▶ _Problem statement_: Identify each line in the records below that contains the word "hawk" and copy every such line.

_ _ _

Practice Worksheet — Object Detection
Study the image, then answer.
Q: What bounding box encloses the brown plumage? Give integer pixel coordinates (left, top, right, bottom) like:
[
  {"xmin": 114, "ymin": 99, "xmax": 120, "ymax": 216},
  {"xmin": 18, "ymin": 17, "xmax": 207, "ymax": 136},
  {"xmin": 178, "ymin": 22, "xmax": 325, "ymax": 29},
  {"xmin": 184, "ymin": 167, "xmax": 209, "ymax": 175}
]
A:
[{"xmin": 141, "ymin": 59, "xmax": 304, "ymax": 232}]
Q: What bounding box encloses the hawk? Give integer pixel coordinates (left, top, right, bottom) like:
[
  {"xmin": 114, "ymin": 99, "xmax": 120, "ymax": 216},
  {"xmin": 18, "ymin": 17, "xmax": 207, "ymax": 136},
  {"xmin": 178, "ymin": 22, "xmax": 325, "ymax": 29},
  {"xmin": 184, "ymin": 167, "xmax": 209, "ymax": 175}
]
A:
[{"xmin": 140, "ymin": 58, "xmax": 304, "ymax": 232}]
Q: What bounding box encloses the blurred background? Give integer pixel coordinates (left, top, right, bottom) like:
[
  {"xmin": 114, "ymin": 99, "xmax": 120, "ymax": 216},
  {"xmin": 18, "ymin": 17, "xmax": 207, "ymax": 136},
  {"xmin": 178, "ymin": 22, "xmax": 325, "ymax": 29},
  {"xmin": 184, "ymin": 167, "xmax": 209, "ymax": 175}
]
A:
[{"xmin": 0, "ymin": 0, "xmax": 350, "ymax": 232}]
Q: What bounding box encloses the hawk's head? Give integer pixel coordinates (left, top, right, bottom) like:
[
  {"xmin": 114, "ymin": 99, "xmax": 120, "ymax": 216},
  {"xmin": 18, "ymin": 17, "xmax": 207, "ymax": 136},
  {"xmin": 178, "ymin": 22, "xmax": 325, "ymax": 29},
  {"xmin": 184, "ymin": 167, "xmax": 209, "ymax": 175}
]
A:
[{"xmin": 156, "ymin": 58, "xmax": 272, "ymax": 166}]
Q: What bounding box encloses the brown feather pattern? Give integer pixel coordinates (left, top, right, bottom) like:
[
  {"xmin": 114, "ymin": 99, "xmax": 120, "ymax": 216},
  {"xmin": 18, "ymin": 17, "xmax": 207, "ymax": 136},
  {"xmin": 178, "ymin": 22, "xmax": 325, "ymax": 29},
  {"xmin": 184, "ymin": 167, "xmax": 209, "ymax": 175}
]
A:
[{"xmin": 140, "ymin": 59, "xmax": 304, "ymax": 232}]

_ _ _

▶ _Complete output_:
Q: What bounding box encloses the hawk? Give integer pixel coordinates (left, top, right, bottom) like:
Q: What bounding box encloses the hawk's head? Give integer pixel coordinates (left, top, right, bottom) like:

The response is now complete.